### Reading text
________________

Then there is yet another emotional texture of Yizkor that I would call bittersweetness, a complex and layered emotion that can bring both a tear and a smile at the very same moment. Sometimes our tears of missing someone open our hearts to the depth of the love we feel. Bittersweetness is about holding both the light and the dark together, like maror and haroset mixed on the Seder plate. In Yizkor we remember the past with nostalgia for what once was, even as we feel the sharp ache of loss for what can no longer be.

________________

### What to do
#1 Write out the section of the Yizkor passage starting at "Then there is" and ending at "no longer be.", keeping every word unchanged.
#2 Answer these questions using the Yizkor passage:
(a) What name is given to the emotional texture of Yizkor described here?
(b) Which two items mixed on the Seder plate illustrate holding the light and the dark together?
(c) What can our tears of missing someone open our hearts to?
#3 Translate this sentence from the Yizkor passage into Spanish: "Bittersweetness is about holding both the light and the dark together, like maror and haroset mixed on the Seder plate."

### Stored data

________________

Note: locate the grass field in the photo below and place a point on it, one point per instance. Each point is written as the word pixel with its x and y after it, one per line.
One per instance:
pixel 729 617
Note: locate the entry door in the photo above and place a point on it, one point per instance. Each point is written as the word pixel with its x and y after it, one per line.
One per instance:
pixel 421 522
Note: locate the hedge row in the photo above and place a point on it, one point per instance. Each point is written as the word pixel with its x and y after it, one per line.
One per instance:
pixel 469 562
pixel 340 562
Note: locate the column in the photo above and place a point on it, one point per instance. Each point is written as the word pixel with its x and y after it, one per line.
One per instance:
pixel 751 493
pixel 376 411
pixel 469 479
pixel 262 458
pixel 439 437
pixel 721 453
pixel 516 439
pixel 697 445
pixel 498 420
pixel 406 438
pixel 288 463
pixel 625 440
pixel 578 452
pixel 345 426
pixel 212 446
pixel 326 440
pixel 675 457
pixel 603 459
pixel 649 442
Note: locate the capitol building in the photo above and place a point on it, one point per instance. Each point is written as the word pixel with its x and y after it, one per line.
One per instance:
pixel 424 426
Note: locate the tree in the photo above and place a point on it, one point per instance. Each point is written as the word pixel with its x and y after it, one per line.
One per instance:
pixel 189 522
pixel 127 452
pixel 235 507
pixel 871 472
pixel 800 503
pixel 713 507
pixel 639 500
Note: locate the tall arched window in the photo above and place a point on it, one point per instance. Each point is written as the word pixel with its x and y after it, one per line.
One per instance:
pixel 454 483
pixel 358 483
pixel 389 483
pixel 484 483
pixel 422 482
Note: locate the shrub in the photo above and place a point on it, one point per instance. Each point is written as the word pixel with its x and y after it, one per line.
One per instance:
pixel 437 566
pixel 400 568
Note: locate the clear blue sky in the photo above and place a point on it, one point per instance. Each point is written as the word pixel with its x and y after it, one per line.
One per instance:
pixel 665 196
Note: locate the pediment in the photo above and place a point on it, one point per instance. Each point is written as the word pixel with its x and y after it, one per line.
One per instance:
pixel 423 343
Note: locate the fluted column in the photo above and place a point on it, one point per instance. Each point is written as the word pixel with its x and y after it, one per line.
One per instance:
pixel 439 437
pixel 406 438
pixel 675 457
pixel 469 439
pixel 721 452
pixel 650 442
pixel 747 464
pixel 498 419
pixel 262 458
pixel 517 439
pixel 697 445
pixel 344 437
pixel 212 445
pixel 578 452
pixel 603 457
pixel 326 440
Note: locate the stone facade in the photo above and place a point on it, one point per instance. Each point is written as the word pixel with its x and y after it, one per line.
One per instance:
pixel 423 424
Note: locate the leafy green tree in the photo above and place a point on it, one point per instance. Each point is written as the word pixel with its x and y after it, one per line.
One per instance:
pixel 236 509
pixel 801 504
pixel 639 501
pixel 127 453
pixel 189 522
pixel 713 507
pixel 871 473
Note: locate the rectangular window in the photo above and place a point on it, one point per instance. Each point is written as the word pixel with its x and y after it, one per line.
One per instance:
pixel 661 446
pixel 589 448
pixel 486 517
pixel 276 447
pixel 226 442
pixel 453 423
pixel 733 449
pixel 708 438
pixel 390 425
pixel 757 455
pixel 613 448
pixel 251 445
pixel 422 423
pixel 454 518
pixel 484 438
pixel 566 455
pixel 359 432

________________

### List of answers
#1
Then there is yet another emotional texture of Yizkor that I would call bittersweetness, a complex and layered emotion that can bring both a tear and a smile at the very same moment. Sometimes our tears of missing someone open our hearts to the depth of the love we feel. Bittersweetness is about holding both the light and the dark together, like maror and haroset mixed on the Seder plate. In Yizkor we remember the past with nostalgia for what once was, even as we feel the sharp ache of loss for what can no longer be.

#2
(a) Bittersweetness
(b) Maror and haroset
(c) The depth of the love we feel

#3 Lo agridulce consiste en sostener a la vez la luz y la oscuridad, como el maror y el jaroset mezclados en el plato del Séder.